**REQUEST A**. From the rows below, give everything from the line containing "the blurred background;" down to the final row as a JSON list of strings, one string per line, with blank lines omitted.

# VC Offshore



## mikehoyt

Have been contemplating switching to this from KL990 Composite Ablative.

After a discussion with Interlux tech support I was advised that for our Northern waters I needed to sand off all existing coatings down to gelcoat, wash with 202 solvent wash and then apply 4 - 5 coats with wet sanding between to keep it smooth.

Was also pointed out that 2-3 new coats would be required each season to maintain the antifouling properties. With the KL990 a single coat each season was all that was required.

Any comments on this process? Are 4-5 coats really required and does it have to be reapplied every season?

Waters are in low 70''s in the summer with minimal pollution and our season is 4 months long.

Thanks

Mike
Nova Scotia, Canada


----------



## jparker11

Mike,

With 8 or 9 ablative bottoms and only one hard, Teflon bottom under our belt, consider the source!!

IMHO, the switch to VC Offshore would be a major commitment in time (If you are a DIY''er) and money. First, ALL the ablative needs to come off. Depending on the age of the boat and number of coats this can take some time. The residual amounts of the ablative varies with location on the hull.

Secondly, although you would not know it by the price, Interlux gives you far less solids and a lot more solvents in each gallon. You must apply more coats to allow the solvents to flash off and not get entrapped in the paint (excuse me, coating, justified by price, again). The actual application of additional coats is not that bad, save for raising and lowering of supports on the hard.

Then after spending all this time and money, you burnish half of it off!!!! A little exageration, but not much. VC Offshore is very hard and is easiest to wet sand. We started at 400 grit, 600 and finally to P1000. We used a pneumatic orbital.

If you stick with it, next year will take about half the labor for the refresh coats, again, a guess. In similar water temps, we get 2 to 3 years. But we don''t have barnacles, only algae.

For us, the results were noticeable. We now have superior boat speed against the other O30''s in the fleet and have climbed a couple of notches in the PHRF fleet. If we lose, which is seldom, we have no one to blame but ourselves.


----------



## mikehoyt

Thanks John

One of the reasons we have been using the KL990 ablative is that it can be removed entirely each year simply with a pressure washer. Even a garden hose and scrub brush will do the trick but is messier. Build up and removal of the ablative is not the problem. The removal problem is the underlying coat of 5+ year old VC 17 that came with the boat and is peeling.

When you state 2 - 3 years do you mean that you do the bottom once and leave it for 2 -3 seasons? 

How many coats did you initially apply?

In our area we have no problems with barnacles and only algae as well ... but with the KL990 the bottoms are pretty clean on haulout each season.

Am also considering as an alternative removing all the underlying old VC paint and fairing with a smooth product (maybe even VC Underwater or VC Performance Epoxy) and continuing to use the KL990 Komposite each year as it is easily applied and never has seasonal buildup since it is so easily removed.

Looking for comments here ....

Thanks

Mike


----------



## jparker11

Mike,

On the O30, the previous owner had VC17 also. Underlying it was fairing compound and a barrier coat. We didn''t want to mess with either as it was a great looking hull.

As such we elected to remove the remants of the VC17 by sanding. It was very much softer than the VC Offshore. Although, the resulting dust storm was not easily controlled.

Records from a collection:
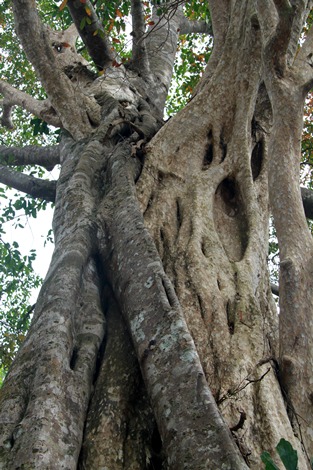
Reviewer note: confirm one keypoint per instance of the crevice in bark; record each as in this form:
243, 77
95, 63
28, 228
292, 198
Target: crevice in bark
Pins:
178, 214
223, 147
201, 308
257, 159
230, 219
209, 153
157, 457
74, 358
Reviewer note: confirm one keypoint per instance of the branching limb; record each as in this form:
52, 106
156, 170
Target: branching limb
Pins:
139, 50
13, 97
93, 34
46, 157
35, 187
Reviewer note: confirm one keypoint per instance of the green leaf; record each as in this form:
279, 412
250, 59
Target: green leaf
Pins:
288, 454
267, 459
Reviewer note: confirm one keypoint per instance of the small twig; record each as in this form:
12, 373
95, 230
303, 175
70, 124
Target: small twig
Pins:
240, 423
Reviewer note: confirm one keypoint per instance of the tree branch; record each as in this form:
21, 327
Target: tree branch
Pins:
139, 50
36, 43
46, 157
161, 42
93, 34
35, 187
12, 97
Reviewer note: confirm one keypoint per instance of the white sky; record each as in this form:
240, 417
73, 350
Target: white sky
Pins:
33, 236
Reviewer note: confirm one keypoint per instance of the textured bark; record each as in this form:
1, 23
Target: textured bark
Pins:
156, 342
35, 187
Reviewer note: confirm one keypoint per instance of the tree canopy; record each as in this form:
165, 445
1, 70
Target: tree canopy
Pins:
155, 341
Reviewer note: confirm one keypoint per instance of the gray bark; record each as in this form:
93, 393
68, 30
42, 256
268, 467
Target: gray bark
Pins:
155, 331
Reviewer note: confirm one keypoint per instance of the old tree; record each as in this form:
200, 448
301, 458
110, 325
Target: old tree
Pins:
155, 342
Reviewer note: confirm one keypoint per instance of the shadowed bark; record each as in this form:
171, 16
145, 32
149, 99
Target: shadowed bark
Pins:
155, 342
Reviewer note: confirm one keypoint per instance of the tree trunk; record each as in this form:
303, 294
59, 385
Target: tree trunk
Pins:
155, 340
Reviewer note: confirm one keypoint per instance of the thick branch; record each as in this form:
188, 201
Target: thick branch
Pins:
36, 44
47, 157
92, 34
12, 97
139, 56
160, 335
35, 187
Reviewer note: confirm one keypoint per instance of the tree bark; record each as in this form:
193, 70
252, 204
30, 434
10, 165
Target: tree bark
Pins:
155, 342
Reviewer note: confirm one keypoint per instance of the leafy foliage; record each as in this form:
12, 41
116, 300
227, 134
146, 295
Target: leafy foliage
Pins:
17, 279
287, 454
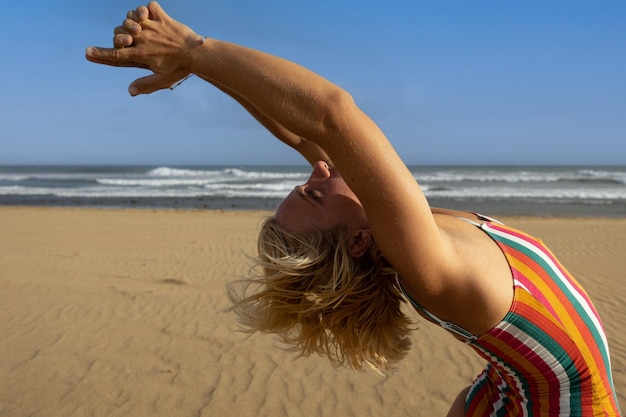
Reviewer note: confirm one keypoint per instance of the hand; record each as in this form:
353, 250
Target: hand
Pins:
150, 39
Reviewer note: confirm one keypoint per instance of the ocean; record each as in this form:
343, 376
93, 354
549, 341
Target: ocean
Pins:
499, 190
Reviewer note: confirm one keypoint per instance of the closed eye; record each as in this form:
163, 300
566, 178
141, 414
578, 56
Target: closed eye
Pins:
312, 194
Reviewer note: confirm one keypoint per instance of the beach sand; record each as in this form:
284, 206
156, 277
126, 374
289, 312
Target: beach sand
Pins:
119, 313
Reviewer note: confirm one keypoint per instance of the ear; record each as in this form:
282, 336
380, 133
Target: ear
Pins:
359, 242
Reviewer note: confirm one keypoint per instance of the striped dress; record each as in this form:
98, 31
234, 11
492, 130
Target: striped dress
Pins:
549, 355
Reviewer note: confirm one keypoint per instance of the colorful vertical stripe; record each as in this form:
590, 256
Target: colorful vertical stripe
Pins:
549, 356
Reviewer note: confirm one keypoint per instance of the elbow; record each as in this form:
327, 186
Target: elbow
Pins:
337, 110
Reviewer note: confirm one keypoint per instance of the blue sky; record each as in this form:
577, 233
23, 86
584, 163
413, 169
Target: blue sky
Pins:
450, 82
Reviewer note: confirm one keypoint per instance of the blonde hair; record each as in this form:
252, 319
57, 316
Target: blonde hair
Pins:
317, 298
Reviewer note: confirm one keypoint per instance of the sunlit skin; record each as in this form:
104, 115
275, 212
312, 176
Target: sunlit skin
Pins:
323, 202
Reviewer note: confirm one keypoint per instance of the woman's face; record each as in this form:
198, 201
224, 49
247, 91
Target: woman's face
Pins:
323, 202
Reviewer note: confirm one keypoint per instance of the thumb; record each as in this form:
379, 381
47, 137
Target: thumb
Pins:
156, 11
154, 82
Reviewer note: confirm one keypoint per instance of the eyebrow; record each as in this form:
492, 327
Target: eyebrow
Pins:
303, 195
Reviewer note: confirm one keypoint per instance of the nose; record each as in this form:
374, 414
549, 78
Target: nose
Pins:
321, 171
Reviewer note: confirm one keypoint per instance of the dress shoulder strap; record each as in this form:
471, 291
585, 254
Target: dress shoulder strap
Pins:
451, 327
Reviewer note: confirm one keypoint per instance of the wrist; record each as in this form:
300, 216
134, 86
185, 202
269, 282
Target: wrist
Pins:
197, 44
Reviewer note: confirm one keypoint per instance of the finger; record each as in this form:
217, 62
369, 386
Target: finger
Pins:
152, 83
122, 40
141, 14
131, 27
157, 12
117, 57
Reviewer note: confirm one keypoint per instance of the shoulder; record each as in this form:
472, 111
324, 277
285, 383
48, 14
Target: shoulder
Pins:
475, 289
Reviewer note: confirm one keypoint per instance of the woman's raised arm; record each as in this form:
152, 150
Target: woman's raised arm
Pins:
308, 106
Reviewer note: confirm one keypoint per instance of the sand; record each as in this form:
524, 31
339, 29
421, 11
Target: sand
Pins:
119, 313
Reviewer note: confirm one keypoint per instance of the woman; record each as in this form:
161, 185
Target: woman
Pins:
343, 248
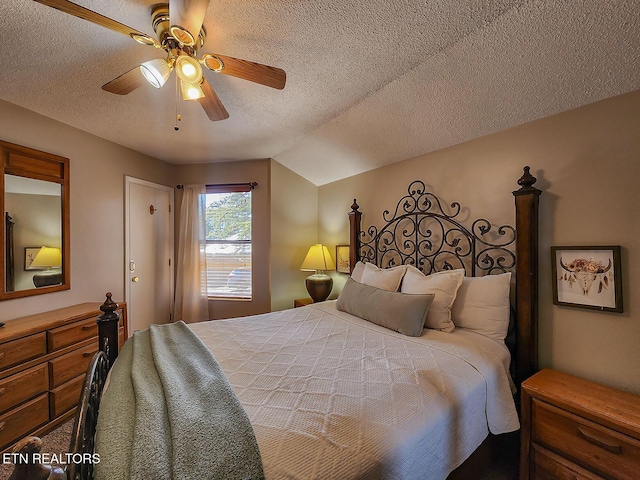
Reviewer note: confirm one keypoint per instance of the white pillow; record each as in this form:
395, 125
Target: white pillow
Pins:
444, 285
386, 278
482, 305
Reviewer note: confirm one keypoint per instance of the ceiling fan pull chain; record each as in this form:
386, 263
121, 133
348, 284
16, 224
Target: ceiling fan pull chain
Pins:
178, 116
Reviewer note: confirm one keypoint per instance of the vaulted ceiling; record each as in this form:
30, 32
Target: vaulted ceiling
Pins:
368, 82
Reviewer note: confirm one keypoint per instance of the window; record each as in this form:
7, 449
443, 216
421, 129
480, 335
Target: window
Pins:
228, 220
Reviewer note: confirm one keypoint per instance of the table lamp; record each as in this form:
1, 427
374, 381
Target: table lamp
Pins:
319, 284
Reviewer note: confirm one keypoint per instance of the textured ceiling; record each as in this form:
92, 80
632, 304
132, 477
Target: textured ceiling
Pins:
368, 83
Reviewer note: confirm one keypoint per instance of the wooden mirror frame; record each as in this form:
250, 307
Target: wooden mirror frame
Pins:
30, 163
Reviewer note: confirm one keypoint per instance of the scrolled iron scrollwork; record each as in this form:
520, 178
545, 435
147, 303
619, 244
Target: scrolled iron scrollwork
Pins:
422, 233
84, 429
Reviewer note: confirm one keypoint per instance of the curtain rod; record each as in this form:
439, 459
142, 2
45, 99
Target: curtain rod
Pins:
250, 185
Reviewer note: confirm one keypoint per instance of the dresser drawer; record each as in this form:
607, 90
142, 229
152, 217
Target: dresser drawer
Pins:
23, 349
23, 386
66, 335
65, 397
18, 422
549, 466
70, 365
587, 443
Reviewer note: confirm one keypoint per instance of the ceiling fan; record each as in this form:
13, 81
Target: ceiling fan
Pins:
180, 33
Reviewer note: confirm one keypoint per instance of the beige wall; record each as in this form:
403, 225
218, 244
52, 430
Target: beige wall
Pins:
240, 172
587, 162
294, 228
97, 170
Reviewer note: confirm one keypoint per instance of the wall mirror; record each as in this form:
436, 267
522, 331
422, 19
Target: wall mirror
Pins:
34, 194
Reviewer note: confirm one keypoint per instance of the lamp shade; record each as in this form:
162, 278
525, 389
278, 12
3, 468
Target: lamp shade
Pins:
48, 257
156, 71
318, 258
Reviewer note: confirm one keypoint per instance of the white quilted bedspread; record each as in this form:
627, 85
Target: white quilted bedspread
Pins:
333, 396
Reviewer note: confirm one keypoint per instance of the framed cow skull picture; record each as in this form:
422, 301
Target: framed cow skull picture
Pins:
587, 277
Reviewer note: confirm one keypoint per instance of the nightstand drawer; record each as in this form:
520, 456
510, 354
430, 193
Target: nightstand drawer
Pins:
549, 466
23, 386
585, 442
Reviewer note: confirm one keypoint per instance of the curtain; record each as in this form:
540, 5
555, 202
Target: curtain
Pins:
191, 280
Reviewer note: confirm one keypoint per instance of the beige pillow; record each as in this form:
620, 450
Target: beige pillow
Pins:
358, 270
385, 278
394, 310
444, 285
482, 305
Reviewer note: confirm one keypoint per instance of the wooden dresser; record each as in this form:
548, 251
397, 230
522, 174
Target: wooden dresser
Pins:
576, 429
43, 359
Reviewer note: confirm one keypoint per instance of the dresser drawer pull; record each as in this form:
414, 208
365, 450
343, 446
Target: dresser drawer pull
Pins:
600, 440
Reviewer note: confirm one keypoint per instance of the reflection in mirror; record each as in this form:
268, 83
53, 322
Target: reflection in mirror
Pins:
35, 209
34, 244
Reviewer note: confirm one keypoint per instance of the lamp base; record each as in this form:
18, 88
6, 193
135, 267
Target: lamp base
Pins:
47, 278
319, 286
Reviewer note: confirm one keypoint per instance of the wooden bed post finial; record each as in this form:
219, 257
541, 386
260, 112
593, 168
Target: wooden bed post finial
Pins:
108, 324
354, 234
527, 198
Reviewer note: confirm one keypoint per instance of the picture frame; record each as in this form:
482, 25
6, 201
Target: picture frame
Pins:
587, 277
29, 254
342, 259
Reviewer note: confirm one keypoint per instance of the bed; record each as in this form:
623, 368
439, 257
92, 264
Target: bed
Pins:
343, 389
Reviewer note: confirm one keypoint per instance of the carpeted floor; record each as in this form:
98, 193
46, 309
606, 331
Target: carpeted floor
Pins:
56, 442
502, 467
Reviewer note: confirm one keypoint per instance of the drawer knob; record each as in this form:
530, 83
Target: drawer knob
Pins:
600, 440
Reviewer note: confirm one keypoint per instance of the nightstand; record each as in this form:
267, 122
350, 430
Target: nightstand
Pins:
573, 428
301, 302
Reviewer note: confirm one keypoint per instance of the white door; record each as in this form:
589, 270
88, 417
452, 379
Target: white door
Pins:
148, 253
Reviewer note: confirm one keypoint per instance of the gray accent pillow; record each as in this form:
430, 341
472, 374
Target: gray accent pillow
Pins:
402, 312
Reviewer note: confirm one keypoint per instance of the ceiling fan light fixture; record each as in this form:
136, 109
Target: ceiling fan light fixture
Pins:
212, 62
182, 35
145, 39
156, 71
188, 69
191, 91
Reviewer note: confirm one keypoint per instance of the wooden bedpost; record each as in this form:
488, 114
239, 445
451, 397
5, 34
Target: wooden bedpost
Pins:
526, 198
108, 329
354, 234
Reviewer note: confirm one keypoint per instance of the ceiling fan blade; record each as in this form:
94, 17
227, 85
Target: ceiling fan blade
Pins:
211, 103
125, 83
91, 16
254, 72
188, 14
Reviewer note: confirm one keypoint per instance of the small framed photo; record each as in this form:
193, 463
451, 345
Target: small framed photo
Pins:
587, 277
29, 254
342, 259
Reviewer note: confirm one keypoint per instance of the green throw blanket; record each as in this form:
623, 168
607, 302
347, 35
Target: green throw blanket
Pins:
170, 413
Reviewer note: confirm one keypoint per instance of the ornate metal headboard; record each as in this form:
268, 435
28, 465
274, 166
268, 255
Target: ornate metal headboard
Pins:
423, 233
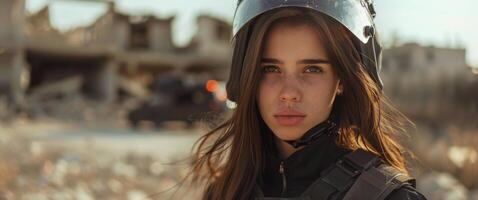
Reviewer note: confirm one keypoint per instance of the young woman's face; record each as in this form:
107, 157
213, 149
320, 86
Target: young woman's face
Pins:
298, 84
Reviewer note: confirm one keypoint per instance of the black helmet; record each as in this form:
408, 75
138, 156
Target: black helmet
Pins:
356, 15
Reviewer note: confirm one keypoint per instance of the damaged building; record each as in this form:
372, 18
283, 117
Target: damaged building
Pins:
117, 54
427, 81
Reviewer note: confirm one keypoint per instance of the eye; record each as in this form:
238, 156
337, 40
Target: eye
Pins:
313, 69
270, 69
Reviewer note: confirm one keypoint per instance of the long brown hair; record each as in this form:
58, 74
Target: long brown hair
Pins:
229, 159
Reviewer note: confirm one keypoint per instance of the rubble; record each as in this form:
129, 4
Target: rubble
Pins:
51, 172
442, 186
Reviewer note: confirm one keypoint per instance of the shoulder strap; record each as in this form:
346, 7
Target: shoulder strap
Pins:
360, 175
377, 183
338, 178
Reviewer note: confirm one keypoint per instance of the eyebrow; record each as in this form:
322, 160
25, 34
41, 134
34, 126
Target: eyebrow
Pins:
303, 61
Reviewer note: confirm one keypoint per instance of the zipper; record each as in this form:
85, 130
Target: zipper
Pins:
284, 182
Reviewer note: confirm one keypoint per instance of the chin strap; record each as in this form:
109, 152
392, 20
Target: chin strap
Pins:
327, 127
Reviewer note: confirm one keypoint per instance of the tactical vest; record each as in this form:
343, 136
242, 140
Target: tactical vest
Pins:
359, 175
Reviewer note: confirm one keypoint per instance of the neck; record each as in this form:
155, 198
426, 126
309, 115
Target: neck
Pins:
284, 148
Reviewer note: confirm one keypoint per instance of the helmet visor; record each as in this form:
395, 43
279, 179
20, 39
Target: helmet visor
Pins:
353, 14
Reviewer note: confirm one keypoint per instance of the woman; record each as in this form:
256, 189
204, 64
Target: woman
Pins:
311, 121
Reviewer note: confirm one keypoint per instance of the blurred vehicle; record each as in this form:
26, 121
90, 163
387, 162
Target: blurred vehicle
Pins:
174, 100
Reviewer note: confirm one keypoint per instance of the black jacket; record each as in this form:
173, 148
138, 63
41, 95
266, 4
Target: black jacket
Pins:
304, 166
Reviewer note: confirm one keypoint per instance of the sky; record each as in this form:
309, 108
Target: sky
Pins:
443, 23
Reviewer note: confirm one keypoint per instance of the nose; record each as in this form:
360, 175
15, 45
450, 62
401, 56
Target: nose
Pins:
290, 91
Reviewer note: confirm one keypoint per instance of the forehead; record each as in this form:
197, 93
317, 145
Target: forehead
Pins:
293, 40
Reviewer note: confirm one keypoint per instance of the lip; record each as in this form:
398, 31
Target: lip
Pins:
289, 117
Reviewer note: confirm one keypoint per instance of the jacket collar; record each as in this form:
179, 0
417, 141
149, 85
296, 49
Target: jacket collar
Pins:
302, 167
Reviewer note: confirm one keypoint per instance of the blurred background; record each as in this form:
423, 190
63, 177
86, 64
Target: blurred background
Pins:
104, 99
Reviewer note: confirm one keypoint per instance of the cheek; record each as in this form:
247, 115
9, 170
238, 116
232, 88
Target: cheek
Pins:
265, 94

**REQUEST B**. According to the VC Offshore thread, which sandpaper grits did jparker11 use, in order, when wet sanding the hull?

**FINAL ANSWER A**.
[
  "Reviewer note: confirm one keypoint per instance of the blurred background; record each as in this form:",
  "423, 190",
  "63, 177",
  "86, 64",
  "Target: blurred background",
  "Pins:",
  "104, 99",
  "Reviewer note: confirm one keypoint per instance of the cheek; record each as in this form:",
  "247, 115",
  "9, 170",
  "238, 116",
  "232, 88",
  "Target: cheek",
  "Pins:",
  "265, 94"
]

**FINAL ANSWER B**. 400, 600, and finally P1000.